> Set task
Rewrite every line of the entries below as a numbered list, omitting the blank lines.

> Source data
⟨

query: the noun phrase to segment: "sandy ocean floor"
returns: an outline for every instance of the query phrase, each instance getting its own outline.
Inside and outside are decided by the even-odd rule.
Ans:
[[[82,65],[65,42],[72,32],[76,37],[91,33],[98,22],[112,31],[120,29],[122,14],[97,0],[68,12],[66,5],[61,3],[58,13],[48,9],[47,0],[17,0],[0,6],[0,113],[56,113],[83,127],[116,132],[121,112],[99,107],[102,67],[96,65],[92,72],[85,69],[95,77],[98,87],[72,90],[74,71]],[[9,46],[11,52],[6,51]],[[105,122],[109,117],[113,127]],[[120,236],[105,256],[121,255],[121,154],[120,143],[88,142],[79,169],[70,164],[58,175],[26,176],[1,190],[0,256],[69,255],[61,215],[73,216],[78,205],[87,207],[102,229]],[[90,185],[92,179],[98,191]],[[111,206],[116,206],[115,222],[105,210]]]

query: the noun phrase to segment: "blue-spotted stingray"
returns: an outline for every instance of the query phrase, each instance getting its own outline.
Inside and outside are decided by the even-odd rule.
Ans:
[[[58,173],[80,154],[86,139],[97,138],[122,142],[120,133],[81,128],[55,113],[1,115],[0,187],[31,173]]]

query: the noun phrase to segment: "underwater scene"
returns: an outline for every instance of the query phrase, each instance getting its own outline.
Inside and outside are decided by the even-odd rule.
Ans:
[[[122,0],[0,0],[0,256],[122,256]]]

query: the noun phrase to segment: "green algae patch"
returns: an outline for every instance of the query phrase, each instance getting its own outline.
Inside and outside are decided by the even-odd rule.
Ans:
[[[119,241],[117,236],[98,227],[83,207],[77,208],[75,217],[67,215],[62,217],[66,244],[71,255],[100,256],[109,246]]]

⟩

> Written reply
1. query: the noun phrase to segment: "sandy ocean floor"
2. returns: an outline for every instance of the query phrase, each instance getting its own outline.
3. Inside and outside are decided by the even-odd rule.
4. Ans:
5. [[[82,65],[65,42],[72,32],[76,37],[91,33],[98,22],[112,31],[120,29],[122,14],[97,0],[68,12],[66,5],[61,3],[58,13],[48,9],[47,0],[17,0],[0,6],[0,113],[56,113],[83,127],[116,132],[121,112],[99,107],[102,67],[96,65],[92,72],[85,69],[95,77],[98,87],[72,90],[74,71]],[[9,46],[11,52],[6,51]],[[105,122],[109,117],[113,127]],[[120,236],[105,256],[121,255],[121,154],[120,143],[88,142],[79,169],[70,164],[58,175],[26,176],[1,190],[0,256],[69,255],[61,215],[73,216],[78,205],[87,207],[102,229]],[[90,185],[92,179],[98,191]],[[111,206],[116,206],[115,222],[105,210]]]
6. query: the noun phrase to segment: "blue-spotted stingray"
7. returns: an outline for every instance of the query phrase, each instance getting its own outline.
8. Inside and outside are decided by the even-odd rule.
9. Ans:
10. [[[58,173],[80,154],[86,139],[97,138],[122,142],[120,133],[81,128],[55,113],[1,115],[0,187],[31,173]]]
11. query: the noun phrase to segment: "underwater scene"
12. returns: an outline for every instance of the query phrase, each instance getting its own outline.
13. Inside and outside are decided by the even-odd rule.
14. Ans:
15. [[[122,0],[0,0],[0,256],[122,256]]]
16. query: the noun phrase to segment: "green algae patch"
17. returns: an outline for every instance of the query phrase, each instance getting its own outline.
18. Inside and outside are decided by the even-odd rule.
19. Ans:
20. [[[119,241],[117,236],[98,227],[83,207],[77,208],[75,217],[67,215],[62,217],[66,244],[71,255],[100,256],[109,246]]]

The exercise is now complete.